Why Be British?


My wife and I have often commented on the fact that no matter how long we stayed here we’d always be foreigners – because of our accent, our cultural misunderstands and our inherited mythologies from America. Three words from my mouth was enough for someone to type me as an American and to ask, ‘How do you like it here? When are going back?’ Partly this has to do with the allowable range of accents that pass for British – from Afro-Caribbean to highlands Scot (but doesn’t include the elongated vowels which define, in the British mind at least, the American). The other implicit assumption, which probably is more significant, is that as Americans we’re certainly not staying here because, frankly, why would anyone from the US want to remain in Britain longer than the duration of a holiday or the contractual requirements of a job?

In America, if the situation were reversed, the assumption would be just the opposite. Having a British accent (which might easily be mistaken in some parts of the country as ‘New England’) would, at the most, define one as Anglo-American like the equivalent hyphenated fusions such as Italian-American or French-American. In the States, the question would be ‘How long have you been here?’ rather than ‘When are you going back?’ Because there the implicit assumption would be ‘why would you ever want to leave a place like this?’

So why have we stayed? And why on earth have we become British – on paper at least.

I suppose the short answer is that we’ve been here for so long it started to make sense, even if it just meant easing our passage through immigration when we came back into the country – not having to explain for the umpteenth time at passport control that, yes, we work here and yes, we have rights of abode, whenever we returned from even a day trip to the continent.

But there’s more to it, of course. Beyond the document confirming our legality, we have slowly come to the conclusion that we were here, for better or worse, and Britain had become our home. Getting the relevant document attesting to this, however, seemed to clarify the fact – as if to say the bureaucracy of Britain now recognized us as a fait accompli.
On the other hand, becoming ‘British’ did force us to ask ourselves how this had happened. It wasn’t really planned. Twenty years ago we didn’t come here thinking we’d become British. In fact the idea at the time seemed ridiculous. In my mind, you didn’t become British – you either were or you weren’t. It was as simple as that.

=== WORK TO COMPLETE ===
1 – Shorten the paragraph of the essay on becoming British that begins "In America, if the situation were reversed" to two or three sentences, keeping its main facts.
2 – Answer these questions from the essay on becoming British:
(a) How many years ago did the writer and his wife come to Britain?
(b) What question does the writer say people in the States would ask a newcomer with a British accent?
(c) What two things did the couple have to confirm at passport control after returning from a trip?
3 – Write the next part of the essay on becoming British, picking up after its final sentence.
The material after this essay comes from a separate source and has no connection to it.

=== GIVEN MATERIAL ===
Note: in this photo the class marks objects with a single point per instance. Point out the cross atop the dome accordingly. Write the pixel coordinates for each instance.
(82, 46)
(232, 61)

=== RESULTS FOR EACH TASK ===
1 – In America, someone with a British accent would at most be seen as Anglo-American, like an Italian-American or French-American, and the accent might even pass for New England. Americans would ask "How long have you been here?" rather than "When are you going back?", assuming no one would want to leave.

2 –
(a) Twenty years ago.
(b) "How long have you been here?"
(c) That they work in Britain and that they have rights of abode.

3 –
But there did come a point when we realised that we probably weren’t going back to the States except to visit family. And that some change, some process, had taken place where we had transformed into the proverbial stranger at home. It didn’t happen overnight, but it did happen.

I first knew of Britain through my father who had joined the Merchant Navy some years before the Americans entered WWII. He would tell me stories about the brave people he met there who withstood everything Hitler could throw at them while back home in America most people were doing quite nicely, thank you. As an official in the National Maritime Union he had a number of civilian contacts in the UK and when his ship docked in Belfast or Liverpool or the Thames Estuary he would try to bring gifts of hard-to-get commodities like butter and sugar to the friends he had made on shore. What amazed him, he later told me, was how reluctant people were to receive these gifts of food. Some because they didn’t want to be accused of black marketeering, but others simply out of a spirit of solidarity that was so remarkably strong during the early stages of the war. My father admired that spirit all the more as he found no such reluctance to accept his offerings at other ports of call. And through his stories I developed an early mythology of the British as solid, determined and incorruptible – an enduring image from the People’s War.

But Britain – England, actually – was an alien world. There were the images from my father’s stories and the spate of post-war films like ‘Passport to Pimlico’ which did the rounds of small cinemas in the early 50s. And then there was the literature – the classics we read in school – that spoke about another England entirely.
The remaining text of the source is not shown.